_Data for processing:_

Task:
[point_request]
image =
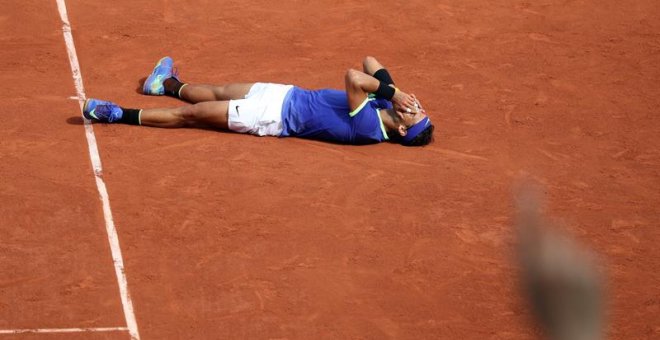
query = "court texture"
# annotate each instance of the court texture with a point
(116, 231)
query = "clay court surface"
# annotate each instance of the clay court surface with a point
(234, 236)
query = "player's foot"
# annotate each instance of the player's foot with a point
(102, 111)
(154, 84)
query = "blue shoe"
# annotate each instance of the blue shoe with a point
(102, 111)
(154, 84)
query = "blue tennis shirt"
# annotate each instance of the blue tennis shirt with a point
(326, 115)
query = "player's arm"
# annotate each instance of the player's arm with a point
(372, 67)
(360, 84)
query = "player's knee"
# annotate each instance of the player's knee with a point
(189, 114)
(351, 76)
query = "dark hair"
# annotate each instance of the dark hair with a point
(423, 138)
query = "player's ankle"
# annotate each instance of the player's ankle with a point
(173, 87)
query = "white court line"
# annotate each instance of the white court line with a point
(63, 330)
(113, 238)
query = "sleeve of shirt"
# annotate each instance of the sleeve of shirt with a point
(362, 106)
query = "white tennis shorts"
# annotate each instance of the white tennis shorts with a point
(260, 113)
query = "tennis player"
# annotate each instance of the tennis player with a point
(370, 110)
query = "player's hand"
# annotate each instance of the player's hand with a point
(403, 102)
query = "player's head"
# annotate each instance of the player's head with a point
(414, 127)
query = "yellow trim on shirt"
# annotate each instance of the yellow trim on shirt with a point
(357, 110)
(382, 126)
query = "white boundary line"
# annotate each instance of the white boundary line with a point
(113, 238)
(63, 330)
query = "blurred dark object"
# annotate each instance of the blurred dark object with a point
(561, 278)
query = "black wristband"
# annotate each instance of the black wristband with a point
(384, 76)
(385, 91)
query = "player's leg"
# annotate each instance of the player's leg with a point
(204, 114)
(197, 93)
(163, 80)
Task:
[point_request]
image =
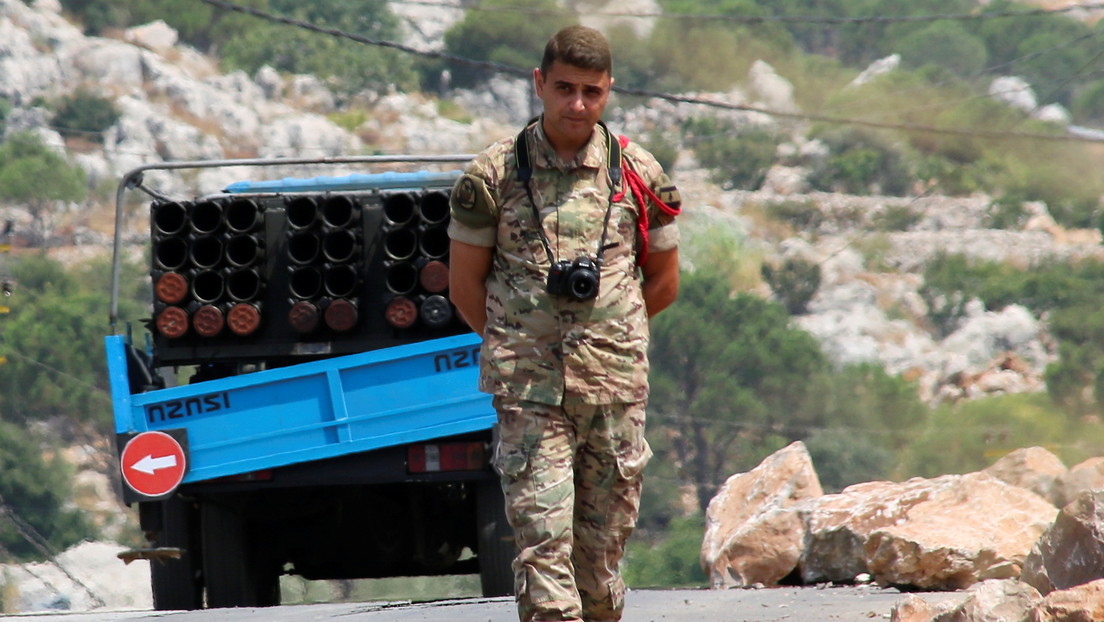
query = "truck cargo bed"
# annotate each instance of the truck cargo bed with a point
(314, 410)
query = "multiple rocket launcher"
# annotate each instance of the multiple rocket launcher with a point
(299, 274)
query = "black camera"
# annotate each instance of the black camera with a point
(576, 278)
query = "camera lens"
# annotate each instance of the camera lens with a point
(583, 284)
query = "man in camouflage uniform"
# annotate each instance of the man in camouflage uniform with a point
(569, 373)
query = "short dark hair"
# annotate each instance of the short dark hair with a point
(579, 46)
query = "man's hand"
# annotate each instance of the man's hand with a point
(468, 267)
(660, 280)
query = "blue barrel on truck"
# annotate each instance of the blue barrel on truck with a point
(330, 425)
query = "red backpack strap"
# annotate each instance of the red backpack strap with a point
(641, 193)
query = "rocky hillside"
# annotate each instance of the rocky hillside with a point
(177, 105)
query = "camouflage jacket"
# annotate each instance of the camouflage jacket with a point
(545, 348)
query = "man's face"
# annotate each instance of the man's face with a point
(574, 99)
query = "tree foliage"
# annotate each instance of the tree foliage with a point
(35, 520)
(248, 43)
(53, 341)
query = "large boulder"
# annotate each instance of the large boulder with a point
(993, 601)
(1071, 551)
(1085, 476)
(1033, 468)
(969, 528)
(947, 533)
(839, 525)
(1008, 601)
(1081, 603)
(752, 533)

_Directions:_ Please find every line in the data above that contains the word "foot" and copy each of those lines. Case counts.

_Answer for the task:_
query = "player's foot"
# annotate each instance of the player's foot with a point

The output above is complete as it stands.